──────── Exercise input

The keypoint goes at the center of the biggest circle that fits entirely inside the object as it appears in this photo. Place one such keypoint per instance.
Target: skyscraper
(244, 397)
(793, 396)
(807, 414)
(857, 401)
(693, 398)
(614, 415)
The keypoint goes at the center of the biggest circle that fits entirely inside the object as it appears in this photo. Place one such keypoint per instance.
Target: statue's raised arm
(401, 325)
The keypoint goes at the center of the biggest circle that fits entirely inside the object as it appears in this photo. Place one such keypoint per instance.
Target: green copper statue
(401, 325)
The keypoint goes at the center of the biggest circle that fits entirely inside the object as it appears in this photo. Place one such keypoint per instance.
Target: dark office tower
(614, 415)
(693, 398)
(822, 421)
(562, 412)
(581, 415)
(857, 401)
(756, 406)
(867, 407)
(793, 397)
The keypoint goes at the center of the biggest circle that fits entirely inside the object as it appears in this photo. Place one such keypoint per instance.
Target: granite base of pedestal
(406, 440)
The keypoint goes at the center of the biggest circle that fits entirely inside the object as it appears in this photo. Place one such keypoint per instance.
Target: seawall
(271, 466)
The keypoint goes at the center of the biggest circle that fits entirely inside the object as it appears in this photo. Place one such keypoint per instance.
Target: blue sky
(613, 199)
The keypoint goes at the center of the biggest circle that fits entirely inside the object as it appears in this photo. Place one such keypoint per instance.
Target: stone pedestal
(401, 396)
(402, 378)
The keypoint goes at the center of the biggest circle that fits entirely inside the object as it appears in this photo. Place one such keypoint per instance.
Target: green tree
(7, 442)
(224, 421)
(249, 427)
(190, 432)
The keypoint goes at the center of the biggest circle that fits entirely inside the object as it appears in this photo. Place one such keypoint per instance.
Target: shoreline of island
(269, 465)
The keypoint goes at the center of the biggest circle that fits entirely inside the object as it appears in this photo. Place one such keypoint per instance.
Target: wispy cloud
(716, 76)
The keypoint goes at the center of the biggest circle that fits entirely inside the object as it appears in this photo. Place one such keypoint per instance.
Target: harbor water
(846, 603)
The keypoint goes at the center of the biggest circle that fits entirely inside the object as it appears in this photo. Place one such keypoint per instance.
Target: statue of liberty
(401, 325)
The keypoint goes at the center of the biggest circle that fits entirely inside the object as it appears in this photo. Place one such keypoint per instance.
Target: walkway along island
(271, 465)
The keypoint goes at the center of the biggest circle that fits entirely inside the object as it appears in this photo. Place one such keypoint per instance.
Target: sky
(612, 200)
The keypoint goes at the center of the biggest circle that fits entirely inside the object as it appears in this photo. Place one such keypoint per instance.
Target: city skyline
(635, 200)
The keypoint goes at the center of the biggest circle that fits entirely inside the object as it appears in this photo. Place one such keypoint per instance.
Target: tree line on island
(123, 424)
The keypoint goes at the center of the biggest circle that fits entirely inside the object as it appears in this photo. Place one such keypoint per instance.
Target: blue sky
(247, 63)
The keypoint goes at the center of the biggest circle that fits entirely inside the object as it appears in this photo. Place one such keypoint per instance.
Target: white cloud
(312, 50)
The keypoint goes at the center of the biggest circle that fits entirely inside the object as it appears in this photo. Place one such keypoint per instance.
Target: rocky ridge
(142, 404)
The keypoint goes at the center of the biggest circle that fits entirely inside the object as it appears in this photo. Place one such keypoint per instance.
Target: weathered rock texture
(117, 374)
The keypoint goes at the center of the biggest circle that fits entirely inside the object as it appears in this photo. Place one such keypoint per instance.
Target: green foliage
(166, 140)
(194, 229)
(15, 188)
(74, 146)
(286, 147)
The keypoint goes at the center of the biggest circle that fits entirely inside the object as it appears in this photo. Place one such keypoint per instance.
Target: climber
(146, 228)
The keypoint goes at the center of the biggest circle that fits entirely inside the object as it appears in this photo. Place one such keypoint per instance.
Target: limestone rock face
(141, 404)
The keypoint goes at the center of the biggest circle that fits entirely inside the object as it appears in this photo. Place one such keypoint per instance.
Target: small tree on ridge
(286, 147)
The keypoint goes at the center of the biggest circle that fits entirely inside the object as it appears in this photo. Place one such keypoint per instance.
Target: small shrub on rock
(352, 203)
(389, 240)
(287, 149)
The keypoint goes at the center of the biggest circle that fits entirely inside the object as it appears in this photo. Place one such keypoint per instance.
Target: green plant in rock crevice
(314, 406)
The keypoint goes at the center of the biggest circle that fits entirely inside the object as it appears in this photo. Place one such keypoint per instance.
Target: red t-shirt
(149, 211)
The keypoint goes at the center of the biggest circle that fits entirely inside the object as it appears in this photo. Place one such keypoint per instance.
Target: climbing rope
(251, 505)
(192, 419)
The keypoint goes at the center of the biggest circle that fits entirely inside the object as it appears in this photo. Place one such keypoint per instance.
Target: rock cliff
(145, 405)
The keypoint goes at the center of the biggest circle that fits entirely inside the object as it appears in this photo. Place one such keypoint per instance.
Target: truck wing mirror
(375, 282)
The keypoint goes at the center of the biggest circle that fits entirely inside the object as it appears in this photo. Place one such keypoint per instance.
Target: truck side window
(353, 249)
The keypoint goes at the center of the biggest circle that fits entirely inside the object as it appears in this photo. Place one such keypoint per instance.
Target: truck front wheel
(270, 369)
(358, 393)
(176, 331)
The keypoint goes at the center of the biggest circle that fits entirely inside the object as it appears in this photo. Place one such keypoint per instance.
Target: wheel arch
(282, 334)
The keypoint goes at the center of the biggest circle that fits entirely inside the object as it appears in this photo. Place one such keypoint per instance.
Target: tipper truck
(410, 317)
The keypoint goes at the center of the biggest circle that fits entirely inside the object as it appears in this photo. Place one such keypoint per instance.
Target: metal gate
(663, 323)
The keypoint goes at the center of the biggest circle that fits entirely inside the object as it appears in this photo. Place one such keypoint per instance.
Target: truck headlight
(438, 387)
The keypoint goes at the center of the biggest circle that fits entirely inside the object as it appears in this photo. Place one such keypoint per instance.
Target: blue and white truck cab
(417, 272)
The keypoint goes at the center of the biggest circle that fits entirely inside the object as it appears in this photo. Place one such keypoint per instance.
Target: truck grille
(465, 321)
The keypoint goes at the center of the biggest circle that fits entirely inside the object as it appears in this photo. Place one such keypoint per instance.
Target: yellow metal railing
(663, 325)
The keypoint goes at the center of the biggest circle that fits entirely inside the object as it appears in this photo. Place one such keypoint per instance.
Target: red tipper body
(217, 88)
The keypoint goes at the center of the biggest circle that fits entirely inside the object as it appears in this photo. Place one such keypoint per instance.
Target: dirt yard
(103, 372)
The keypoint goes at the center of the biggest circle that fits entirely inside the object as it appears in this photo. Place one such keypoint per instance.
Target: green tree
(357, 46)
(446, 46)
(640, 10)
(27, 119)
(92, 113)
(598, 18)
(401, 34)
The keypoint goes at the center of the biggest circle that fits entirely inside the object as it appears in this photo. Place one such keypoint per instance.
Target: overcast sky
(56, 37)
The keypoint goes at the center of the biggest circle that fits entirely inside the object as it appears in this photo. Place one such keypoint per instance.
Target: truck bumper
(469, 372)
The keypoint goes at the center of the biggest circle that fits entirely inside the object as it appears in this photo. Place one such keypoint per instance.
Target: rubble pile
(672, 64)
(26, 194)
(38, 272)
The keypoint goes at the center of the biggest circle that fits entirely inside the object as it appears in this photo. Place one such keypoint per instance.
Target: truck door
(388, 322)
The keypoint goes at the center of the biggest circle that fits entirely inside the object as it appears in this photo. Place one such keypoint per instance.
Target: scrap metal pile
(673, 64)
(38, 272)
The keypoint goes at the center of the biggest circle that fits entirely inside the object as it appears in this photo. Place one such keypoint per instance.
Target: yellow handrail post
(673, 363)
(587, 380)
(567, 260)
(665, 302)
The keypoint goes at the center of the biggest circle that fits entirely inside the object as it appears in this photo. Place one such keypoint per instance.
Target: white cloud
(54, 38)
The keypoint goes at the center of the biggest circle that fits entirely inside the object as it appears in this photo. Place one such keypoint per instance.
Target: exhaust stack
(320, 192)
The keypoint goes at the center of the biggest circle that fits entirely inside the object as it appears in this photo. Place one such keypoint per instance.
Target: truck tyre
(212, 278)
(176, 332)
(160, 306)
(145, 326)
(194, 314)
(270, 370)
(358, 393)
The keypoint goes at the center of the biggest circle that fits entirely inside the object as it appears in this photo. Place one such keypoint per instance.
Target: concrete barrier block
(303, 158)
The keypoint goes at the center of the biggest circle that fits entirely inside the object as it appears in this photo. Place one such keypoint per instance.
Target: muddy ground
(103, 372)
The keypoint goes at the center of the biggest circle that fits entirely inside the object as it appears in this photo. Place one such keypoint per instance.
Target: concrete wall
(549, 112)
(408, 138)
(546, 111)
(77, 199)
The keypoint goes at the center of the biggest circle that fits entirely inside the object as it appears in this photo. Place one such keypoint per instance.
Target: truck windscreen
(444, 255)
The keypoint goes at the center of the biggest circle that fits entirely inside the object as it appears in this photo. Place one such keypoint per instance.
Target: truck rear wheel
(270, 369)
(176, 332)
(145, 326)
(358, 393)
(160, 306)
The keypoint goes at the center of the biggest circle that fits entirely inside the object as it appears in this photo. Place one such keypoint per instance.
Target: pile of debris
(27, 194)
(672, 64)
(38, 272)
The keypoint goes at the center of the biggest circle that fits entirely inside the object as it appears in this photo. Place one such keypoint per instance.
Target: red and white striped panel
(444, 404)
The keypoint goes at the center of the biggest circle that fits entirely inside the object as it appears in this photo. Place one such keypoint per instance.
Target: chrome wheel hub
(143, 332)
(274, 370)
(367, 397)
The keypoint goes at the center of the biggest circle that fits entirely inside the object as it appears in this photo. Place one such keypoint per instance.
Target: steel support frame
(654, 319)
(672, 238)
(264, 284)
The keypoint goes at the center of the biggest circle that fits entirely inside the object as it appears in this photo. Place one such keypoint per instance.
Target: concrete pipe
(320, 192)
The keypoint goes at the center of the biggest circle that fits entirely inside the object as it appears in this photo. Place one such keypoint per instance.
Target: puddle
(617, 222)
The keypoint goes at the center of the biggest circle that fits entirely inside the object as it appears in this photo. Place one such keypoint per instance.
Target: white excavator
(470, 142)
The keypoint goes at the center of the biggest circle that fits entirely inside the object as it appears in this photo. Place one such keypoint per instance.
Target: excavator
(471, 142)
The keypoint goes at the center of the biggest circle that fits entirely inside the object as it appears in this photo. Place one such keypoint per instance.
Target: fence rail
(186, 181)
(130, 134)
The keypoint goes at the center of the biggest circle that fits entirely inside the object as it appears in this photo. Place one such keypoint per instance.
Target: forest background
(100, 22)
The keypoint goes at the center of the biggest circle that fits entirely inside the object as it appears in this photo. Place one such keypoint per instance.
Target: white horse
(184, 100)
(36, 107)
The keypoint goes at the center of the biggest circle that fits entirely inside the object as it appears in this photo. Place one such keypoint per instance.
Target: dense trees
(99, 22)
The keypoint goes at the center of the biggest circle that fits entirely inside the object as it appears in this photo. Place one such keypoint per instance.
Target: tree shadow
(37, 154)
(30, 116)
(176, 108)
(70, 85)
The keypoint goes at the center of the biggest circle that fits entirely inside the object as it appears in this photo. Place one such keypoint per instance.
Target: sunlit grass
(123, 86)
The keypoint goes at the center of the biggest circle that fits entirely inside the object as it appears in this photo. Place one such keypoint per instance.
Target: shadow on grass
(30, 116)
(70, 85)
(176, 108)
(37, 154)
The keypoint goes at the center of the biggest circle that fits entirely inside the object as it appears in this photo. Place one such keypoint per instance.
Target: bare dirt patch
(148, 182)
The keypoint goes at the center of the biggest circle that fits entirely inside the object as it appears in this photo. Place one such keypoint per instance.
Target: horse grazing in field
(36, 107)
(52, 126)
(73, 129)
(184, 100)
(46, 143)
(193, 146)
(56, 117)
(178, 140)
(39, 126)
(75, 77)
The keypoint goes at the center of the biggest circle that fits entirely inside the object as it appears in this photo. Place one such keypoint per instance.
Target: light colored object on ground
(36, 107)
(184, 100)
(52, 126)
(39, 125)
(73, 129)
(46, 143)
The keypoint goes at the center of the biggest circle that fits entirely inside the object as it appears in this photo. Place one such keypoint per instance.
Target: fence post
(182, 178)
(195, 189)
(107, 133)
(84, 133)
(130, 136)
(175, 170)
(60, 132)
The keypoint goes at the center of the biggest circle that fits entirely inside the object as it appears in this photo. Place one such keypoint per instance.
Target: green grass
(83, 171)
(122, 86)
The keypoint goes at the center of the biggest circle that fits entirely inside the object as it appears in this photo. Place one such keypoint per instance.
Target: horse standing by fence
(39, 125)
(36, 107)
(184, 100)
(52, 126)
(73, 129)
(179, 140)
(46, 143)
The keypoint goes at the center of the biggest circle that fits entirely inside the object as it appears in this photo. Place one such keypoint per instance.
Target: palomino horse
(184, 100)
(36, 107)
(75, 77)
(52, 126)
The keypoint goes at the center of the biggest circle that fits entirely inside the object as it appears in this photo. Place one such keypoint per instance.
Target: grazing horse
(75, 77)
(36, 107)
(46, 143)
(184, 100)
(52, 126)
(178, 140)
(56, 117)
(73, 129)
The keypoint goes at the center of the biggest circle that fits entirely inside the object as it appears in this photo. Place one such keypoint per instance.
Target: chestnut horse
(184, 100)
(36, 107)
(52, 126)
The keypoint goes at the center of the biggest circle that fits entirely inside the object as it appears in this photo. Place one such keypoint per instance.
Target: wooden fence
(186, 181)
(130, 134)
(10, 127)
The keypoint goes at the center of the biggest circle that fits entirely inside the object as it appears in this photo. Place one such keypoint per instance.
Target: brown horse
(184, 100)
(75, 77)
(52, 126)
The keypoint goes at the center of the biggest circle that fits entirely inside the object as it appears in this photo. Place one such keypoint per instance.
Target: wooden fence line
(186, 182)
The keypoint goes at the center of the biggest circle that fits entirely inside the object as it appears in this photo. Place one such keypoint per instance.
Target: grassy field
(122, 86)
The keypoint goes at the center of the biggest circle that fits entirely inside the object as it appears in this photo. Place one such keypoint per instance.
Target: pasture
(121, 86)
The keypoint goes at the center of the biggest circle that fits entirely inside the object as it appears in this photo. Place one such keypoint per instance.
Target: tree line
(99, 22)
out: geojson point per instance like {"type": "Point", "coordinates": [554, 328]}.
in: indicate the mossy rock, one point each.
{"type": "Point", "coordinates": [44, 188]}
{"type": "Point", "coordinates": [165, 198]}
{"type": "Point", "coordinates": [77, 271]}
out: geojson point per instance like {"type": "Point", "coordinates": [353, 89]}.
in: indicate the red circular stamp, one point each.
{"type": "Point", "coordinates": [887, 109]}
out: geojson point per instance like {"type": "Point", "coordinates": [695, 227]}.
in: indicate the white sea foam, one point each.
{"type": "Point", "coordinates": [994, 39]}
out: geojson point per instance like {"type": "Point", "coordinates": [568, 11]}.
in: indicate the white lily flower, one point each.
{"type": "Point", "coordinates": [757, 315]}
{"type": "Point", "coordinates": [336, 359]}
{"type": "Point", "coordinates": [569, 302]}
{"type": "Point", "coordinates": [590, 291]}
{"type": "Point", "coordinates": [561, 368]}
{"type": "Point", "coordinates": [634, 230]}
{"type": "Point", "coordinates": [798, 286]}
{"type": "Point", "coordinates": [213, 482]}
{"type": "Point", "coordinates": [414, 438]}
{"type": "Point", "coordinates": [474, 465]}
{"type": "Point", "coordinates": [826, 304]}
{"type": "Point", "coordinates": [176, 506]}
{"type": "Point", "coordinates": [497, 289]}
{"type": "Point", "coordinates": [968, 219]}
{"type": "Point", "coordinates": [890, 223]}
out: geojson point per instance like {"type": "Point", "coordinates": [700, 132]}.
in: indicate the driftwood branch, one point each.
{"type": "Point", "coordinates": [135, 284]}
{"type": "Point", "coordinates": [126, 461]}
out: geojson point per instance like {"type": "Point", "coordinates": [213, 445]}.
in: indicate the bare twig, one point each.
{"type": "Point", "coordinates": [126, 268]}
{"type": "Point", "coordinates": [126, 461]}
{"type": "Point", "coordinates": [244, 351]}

────────────────

§ **Stated problem**
Please pull out every line of the records above that contains the string "bare". Copy each such line in full.

§ **Complete output**
Target: bare dirt patch
in: indicate the bare twig, one point each.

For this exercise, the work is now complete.